> **DOCUMENT EXCERPT**:
[BEGIN]

We have then to seek for a different epistemology that doesn’t universalize any paradigm shit and doesn’t construct a hierarchy with major shifts and minor ones. We can find this diverging theory in Michel Foucault’s work. For him, they are no major paradigm shifts: a break always affects a specific field of knowledge without spilling over to others. Hence, The History of Madness deals only with the changes that affect the way we deal with mental illnesses, Discipline and Punish treats only the history of crime and retribution, The History of sexuality tackles only the evolution of gender theory between Greco- roman antiquity and the Christian West, etc. All these are discrete fields that don’t allow crossovers and contaminations, because there is no overarching paradigm that would authorize their bundling or a comparison between them. In other words, no shift, no abolition is ever universal; Foucaldian epistemology formally contradicts the universality of the scientific revolution. It therefore forces us to reconsider the past, whereas science got rid of it. This is essential in order to preserve and grow a spark of humanity: we need the past, we need several pasts to open our futures.

[END]

> **EXCERPTED RECORDS**:

[BEGIN]

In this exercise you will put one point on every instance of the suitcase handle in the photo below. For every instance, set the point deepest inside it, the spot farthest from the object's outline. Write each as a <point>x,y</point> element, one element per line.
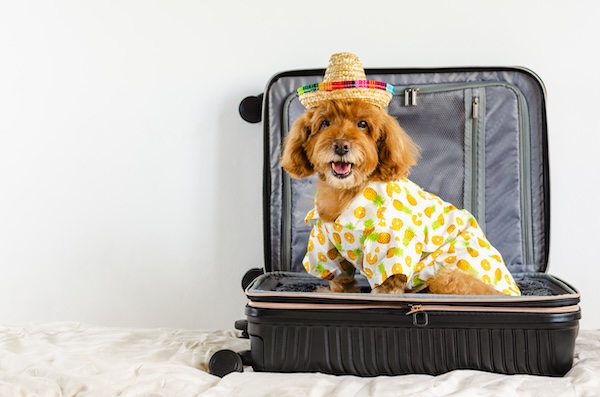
<point>251,108</point>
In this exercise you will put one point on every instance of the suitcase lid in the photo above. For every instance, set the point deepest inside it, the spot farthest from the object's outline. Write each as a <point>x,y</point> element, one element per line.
<point>483,138</point>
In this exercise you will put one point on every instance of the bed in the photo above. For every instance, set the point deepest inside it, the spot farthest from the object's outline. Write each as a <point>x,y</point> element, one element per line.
<point>74,359</point>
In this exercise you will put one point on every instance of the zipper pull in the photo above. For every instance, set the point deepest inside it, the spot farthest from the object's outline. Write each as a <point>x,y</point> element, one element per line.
<point>410,96</point>
<point>413,97</point>
<point>475,107</point>
<point>407,95</point>
<point>415,309</point>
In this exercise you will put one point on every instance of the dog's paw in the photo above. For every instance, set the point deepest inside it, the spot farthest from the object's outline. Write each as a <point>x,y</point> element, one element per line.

[END]

> **WHAT TO WORK ON**:
Answer these questions using the excerpt on Foucault's epistemology.
(a) Which of Foucault's works treats only the history of crime and retribution?
(b) Between which two periods does The History of Sexuality trace the evolution of gender theory?
(c) What does Foucauldian epistemology formally contradict?
The listing has no role in this work.

> **FINAL RESULT**:
(a) Discipline and Punish.
(b) Greco-Roman antiquity and the Christian West.
(c) The universality of the scientific revolution.